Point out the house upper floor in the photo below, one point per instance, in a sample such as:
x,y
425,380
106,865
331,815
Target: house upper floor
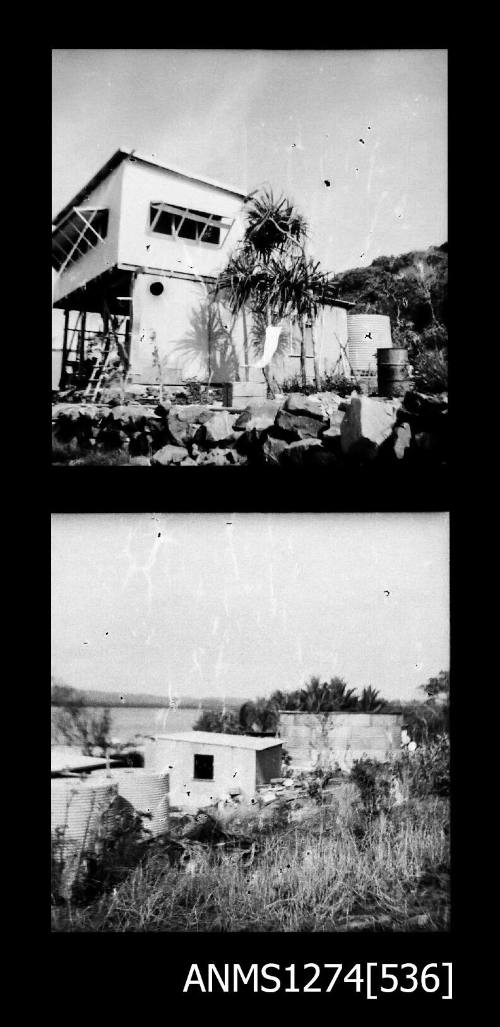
x,y
140,214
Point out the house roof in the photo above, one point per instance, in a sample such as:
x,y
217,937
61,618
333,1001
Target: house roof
x,y
68,758
124,154
220,738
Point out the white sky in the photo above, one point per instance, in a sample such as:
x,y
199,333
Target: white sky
x,y
291,118
188,604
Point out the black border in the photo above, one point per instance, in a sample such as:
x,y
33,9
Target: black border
x,y
160,962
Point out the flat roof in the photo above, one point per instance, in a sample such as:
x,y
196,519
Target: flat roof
x,y
221,738
68,758
125,154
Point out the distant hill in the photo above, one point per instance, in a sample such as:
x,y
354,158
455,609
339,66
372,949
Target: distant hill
x,y
412,289
63,695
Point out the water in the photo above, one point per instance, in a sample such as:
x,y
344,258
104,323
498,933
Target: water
x,y
128,721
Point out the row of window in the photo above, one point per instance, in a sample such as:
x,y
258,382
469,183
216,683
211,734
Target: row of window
x,y
85,228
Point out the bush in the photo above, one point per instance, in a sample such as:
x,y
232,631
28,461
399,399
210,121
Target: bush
x,y
103,867
430,371
427,769
374,782
340,384
215,720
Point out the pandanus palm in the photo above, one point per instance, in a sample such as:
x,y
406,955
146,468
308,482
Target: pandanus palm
x,y
270,273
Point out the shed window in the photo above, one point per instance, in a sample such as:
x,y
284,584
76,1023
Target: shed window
x,y
203,767
83,229
185,223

## Directions
Using the listing above, gather each line that holds the string "instance" and copy it.

## Answer box
Point out the house upper floor in the photo below, one point per instance, in a sample such as:
Point out the house roof in the photo above, one point per instance, in a sample such as:
Point out the white sky in the photo above, one point per instance, in a sample such as:
Point out the black border in the photo above, one point per instance, in a sample such as:
Point out the flat roof in the photo above, one point per instance, in a sample such as:
Point out the distant hill in the photo above, one point per instance, in a sample such as:
Point out the water in the photo above, one point per instance, in a sample such as:
Point out the row of window in the photo above, one point per instance, in a sample such as:
Point out the bush in the photo above, one point per instance, in a sample such as:
Point out the pandanus palm in the photo above, one point per instance, in a sample such as:
Point out the shed window in the photo above, one point per instance, in a sample such as:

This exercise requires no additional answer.